-- Start RECORDS PROVIDED --

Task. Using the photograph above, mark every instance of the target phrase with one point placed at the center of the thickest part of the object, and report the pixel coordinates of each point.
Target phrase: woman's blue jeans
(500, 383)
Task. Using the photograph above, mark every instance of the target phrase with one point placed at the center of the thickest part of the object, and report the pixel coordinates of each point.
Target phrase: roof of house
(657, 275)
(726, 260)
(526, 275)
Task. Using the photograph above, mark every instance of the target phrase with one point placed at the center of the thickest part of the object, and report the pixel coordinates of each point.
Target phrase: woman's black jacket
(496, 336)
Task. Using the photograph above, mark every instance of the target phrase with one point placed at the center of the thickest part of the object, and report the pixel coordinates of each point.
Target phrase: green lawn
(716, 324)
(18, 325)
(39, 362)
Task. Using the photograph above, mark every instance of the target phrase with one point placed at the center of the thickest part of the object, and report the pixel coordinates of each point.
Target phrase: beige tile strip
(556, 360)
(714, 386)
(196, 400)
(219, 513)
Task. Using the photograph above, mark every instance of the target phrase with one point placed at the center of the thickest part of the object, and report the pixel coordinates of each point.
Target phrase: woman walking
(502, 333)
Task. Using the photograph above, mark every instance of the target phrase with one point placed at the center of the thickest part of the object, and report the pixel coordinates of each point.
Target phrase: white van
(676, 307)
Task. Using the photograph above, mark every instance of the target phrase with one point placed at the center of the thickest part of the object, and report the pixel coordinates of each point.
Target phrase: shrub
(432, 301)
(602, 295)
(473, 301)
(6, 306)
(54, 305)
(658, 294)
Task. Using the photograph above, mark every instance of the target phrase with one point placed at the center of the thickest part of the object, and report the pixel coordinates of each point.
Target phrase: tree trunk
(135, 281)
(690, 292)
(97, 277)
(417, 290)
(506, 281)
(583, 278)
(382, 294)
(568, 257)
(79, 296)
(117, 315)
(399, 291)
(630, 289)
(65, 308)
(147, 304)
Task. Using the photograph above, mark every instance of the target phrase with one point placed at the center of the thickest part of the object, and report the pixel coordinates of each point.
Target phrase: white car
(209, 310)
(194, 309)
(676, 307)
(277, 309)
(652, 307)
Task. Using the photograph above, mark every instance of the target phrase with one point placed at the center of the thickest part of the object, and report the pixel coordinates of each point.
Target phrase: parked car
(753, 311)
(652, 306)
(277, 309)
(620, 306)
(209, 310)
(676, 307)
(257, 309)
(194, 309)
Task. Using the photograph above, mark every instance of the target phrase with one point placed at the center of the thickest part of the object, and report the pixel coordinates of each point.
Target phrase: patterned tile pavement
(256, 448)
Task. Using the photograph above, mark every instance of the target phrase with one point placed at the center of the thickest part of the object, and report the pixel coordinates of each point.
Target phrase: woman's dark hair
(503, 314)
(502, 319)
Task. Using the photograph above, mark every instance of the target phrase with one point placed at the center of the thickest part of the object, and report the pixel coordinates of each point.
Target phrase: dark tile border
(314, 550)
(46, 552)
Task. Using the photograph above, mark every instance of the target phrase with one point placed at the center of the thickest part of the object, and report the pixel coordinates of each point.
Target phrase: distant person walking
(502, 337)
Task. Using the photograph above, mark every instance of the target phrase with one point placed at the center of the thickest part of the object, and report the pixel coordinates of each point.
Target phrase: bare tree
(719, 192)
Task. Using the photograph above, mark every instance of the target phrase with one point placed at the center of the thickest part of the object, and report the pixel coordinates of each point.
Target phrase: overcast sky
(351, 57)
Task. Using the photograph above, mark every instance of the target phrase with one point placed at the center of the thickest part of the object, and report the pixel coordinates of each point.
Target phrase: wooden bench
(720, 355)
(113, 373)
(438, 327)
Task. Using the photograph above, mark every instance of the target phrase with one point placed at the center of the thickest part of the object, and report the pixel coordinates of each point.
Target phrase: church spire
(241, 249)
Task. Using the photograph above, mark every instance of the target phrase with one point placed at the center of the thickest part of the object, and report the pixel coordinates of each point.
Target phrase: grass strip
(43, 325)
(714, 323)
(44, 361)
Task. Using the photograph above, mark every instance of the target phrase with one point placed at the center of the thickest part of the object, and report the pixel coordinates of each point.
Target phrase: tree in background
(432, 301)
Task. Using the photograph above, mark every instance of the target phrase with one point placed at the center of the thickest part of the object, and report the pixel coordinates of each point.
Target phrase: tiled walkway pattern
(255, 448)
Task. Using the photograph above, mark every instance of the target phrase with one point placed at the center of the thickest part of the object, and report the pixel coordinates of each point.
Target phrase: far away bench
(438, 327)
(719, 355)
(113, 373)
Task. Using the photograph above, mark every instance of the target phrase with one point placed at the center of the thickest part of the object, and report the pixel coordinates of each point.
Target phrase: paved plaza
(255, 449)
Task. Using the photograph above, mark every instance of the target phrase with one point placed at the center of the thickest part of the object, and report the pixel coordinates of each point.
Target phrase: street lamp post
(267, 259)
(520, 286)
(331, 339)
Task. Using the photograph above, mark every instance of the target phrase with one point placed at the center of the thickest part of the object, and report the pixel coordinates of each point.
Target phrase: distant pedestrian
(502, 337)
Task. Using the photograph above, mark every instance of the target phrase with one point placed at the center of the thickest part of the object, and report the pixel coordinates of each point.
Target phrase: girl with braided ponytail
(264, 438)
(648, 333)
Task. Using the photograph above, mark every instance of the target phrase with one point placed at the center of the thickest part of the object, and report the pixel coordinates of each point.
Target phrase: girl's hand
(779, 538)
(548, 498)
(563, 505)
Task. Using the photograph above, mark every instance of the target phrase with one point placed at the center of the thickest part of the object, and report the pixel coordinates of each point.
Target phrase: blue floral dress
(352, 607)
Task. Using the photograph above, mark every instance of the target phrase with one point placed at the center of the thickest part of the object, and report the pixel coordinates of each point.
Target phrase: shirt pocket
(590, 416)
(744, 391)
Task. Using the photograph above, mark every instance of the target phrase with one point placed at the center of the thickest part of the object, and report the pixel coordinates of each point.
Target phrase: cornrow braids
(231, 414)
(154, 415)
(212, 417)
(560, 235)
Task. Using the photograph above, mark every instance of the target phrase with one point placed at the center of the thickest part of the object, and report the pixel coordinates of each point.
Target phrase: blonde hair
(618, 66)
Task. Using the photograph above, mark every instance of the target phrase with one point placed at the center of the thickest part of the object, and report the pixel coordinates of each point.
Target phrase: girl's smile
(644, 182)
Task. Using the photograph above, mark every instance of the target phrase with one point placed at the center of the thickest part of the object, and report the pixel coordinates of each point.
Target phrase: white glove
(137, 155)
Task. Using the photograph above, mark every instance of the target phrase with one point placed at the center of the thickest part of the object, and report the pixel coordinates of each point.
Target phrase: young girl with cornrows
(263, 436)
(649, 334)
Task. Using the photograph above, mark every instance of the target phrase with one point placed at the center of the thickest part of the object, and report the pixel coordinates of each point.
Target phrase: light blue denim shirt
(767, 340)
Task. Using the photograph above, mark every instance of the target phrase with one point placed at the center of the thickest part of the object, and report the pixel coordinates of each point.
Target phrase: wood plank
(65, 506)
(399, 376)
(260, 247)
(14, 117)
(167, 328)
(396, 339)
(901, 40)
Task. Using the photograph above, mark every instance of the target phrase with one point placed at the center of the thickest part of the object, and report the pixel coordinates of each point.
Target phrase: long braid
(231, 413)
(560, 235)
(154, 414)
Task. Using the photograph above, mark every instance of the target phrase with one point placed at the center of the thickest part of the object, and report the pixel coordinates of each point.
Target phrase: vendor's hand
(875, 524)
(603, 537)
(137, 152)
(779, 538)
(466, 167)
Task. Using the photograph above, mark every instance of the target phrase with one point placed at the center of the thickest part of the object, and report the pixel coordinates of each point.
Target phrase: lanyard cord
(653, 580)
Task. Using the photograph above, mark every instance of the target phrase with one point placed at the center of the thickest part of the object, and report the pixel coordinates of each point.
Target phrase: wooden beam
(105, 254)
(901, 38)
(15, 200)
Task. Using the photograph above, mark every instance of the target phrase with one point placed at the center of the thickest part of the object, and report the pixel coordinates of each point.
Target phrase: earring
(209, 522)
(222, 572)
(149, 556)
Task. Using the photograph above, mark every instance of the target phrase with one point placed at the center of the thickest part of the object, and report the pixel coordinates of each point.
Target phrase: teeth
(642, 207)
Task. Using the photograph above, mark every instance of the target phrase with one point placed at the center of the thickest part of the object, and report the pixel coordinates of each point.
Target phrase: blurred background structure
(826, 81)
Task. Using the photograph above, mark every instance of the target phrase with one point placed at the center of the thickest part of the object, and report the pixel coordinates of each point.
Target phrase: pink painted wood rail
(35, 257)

-- End RECORDS PROVIDED --

▶ **THE PROBLEM**: Report each line of the items above that contains the word "white", copying every such line in full.

▶ **SOLUTION FOR THIS TASK**:
Target phrase: white van
Target phrase: white car
Target phrase: white glove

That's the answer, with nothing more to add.